§ **WORK ORDER A**:
In the article on the governor's assent to 13 bills, on what date did the governor assent to the Probates (Resealing) Act, 2021?
§ **WORK ORDER B**:
Continue the article on the governor's assent to 13 bills, picking up right after its last sentence.

§ **READING TEXT**:
Governor John Rankin assented to 13 bills last month, bringing into effect legislation that deals with issues ranging from gun violations to birth and death certificates.

The Explosives (Amendment) Act, 2021 widens the definition of “explosives” to allow more aggressive prosecution of gun-related crimes.

Transportation, Works and Utilities Minister Kye Rymer introduced the bill on March 4 and brought it for a second reading on May 13, explaining that the goal was to ensure people convicted of gun offences “are prosecuted to the fullest extent of the law” rather than benefiting from a linguistic technicality of what counts as ammunition or part of a firearm.

The bill received bipartisan support as legislators called for a more “robust” response to gun crimes in the territory.


The Probates (Resealing) Act, 2021, which passed the HOA on May 6, outlines the process for resealing documents regarding a deceased person’s estate.

Premier Andrew Fahie said at the time, “It is anticipated that these reforms will increase the attractiveness of British Virgin Islands companies, by making it simpler to transfer the shares of these companies to a shareholder’s heirs following his or her death.”

The governor assented to the act on June 22.

Replacing a law that is more than 56 years old, the Registration of Births and Deaths Act, 2021 modernises the process for obtaining birth and death records.

The act paves the way for people to get notifications and apply for records digitally, and it makes special provisions for the registration of stillbirths. It passed the House on May 6.


The Supplementary Appropriation (2016) Act, 2021 shows how government shuffled funds for various projects in 2016, using budget surpluses from some initiatives for other underfunded efforts.

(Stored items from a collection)
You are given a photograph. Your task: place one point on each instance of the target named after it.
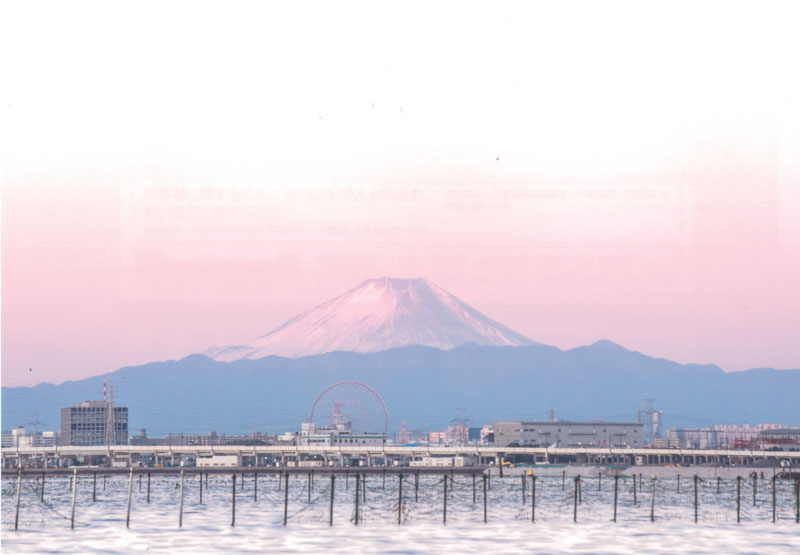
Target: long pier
(388, 455)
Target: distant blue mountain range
(424, 387)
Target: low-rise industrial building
(568, 434)
(219, 460)
(338, 435)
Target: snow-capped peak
(376, 315)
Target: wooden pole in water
(286, 499)
(575, 500)
(358, 494)
(19, 491)
(233, 500)
(333, 486)
(773, 499)
(180, 510)
(473, 489)
(444, 513)
(653, 501)
(523, 488)
(738, 497)
(130, 494)
(399, 497)
(797, 500)
(484, 498)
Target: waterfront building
(338, 435)
(94, 423)
(563, 433)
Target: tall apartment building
(94, 423)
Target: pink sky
(565, 184)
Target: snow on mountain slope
(377, 315)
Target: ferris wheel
(352, 405)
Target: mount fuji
(377, 315)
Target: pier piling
(130, 494)
(616, 485)
(444, 512)
(233, 500)
(333, 487)
(19, 492)
(180, 503)
(286, 499)
(653, 501)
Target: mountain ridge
(376, 315)
(423, 386)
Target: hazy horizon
(610, 172)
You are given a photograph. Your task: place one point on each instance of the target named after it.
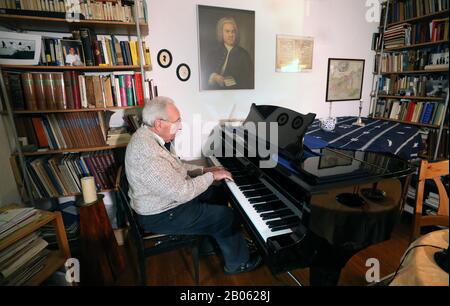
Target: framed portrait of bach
(226, 48)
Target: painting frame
(226, 63)
(352, 72)
(66, 45)
(292, 48)
(20, 48)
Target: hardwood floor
(176, 268)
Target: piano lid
(292, 127)
(332, 166)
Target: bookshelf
(73, 135)
(410, 83)
(56, 259)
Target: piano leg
(328, 263)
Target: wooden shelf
(421, 45)
(50, 111)
(62, 25)
(415, 19)
(408, 122)
(74, 150)
(412, 98)
(55, 259)
(79, 68)
(416, 72)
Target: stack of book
(13, 219)
(60, 175)
(73, 90)
(117, 136)
(397, 36)
(111, 10)
(22, 260)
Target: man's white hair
(156, 109)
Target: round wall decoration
(183, 72)
(164, 58)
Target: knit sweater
(158, 179)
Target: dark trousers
(204, 215)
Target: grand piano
(310, 207)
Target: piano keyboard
(269, 211)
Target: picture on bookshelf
(222, 32)
(19, 49)
(73, 52)
(344, 79)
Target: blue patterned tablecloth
(376, 136)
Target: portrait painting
(73, 52)
(227, 48)
(345, 79)
(19, 48)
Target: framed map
(294, 53)
(344, 79)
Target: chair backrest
(432, 171)
(123, 187)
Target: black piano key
(263, 199)
(269, 206)
(283, 221)
(276, 214)
(251, 187)
(282, 227)
(259, 192)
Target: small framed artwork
(183, 72)
(73, 52)
(344, 79)
(164, 58)
(294, 53)
(19, 49)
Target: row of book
(56, 176)
(423, 86)
(74, 90)
(430, 142)
(22, 260)
(411, 111)
(84, 48)
(111, 10)
(422, 59)
(63, 130)
(405, 34)
(407, 9)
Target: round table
(419, 267)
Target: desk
(376, 136)
(419, 267)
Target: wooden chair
(432, 171)
(149, 244)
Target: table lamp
(358, 121)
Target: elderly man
(170, 197)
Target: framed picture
(334, 159)
(294, 53)
(344, 79)
(73, 52)
(19, 48)
(183, 72)
(227, 48)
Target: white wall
(339, 28)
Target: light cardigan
(158, 179)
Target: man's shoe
(251, 264)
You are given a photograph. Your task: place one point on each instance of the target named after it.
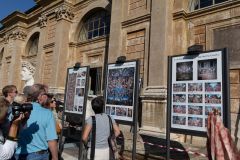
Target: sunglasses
(15, 92)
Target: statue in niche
(34, 47)
(27, 73)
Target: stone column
(42, 23)
(16, 46)
(115, 40)
(61, 48)
(154, 95)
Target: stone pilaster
(61, 48)
(16, 43)
(42, 21)
(115, 40)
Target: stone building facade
(55, 34)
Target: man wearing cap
(39, 134)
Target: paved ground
(145, 151)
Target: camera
(17, 108)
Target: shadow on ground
(160, 152)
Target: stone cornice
(136, 20)
(87, 42)
(50, 45)
(14, 18)
(42, 21)
(18, 34)
(64, 12)
(205, 11)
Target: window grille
(95, 25)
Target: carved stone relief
(64, 12)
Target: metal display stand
(81, 109)
(206, 97)
(120, 63)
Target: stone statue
(27, 73)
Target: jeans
(32, 156)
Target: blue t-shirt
(39, 129)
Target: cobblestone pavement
(146, 151)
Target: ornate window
(197, 4)
(95, 25)
(32, 46)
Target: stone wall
(235, 104)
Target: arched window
(95, 25)
(32, 46)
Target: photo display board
(76, 90)
(197, 87)
(120, 91)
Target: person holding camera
(9, 93)
(8, 147)
(39, 134)
(102, 130)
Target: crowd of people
(28, 124)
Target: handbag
(84, 152)
(113, 150)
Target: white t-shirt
(7, 149)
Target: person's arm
(87, 129)
(52, 136)
(8, 148)
(53, 149)
(116, 129)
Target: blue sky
(9, 6)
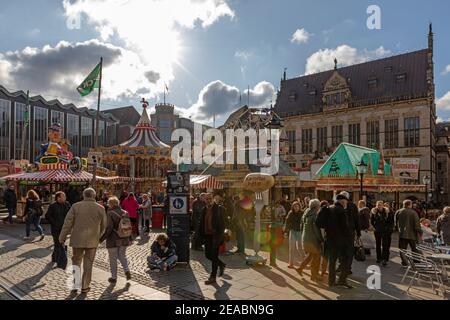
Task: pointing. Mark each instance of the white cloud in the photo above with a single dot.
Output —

§ **TASK ANSWER A**:
June 22

§ **TASK ANSWER B**:
The House has been working to catch up on overdue appropriations acts, which are meant to come within six months of the end of the year they address in keeping with the Constitution.

The extra capital expenditures in 2016 came to $3,067,644, which was covered by savings; the recurrent expenditures came to $28,827,860.22, with only $15,846,277.71 covered by savings.

When the House debated and passed the bill on May 11, Mr. Fahie said, “We have to look over these [appropriations acts] because if there is any error at all, it throws off the accounts straight up into 2021. That’s the magnitude of what we’re doing here.”

Money services

Finally, the Financing and Money Services (Amendment) Act, 2021 makes a minor change to the 2020 law that imposed a seven percent tax on funds sent outside the territory via money services companies, with a portion of that levy benefiting social programmes in the territory.

The amendment allows the Financial Services Commission to retain $10,000 each quarter from the levy to cover administrative fees.

Mr. Rankin also assented to several other bills concerning financial services.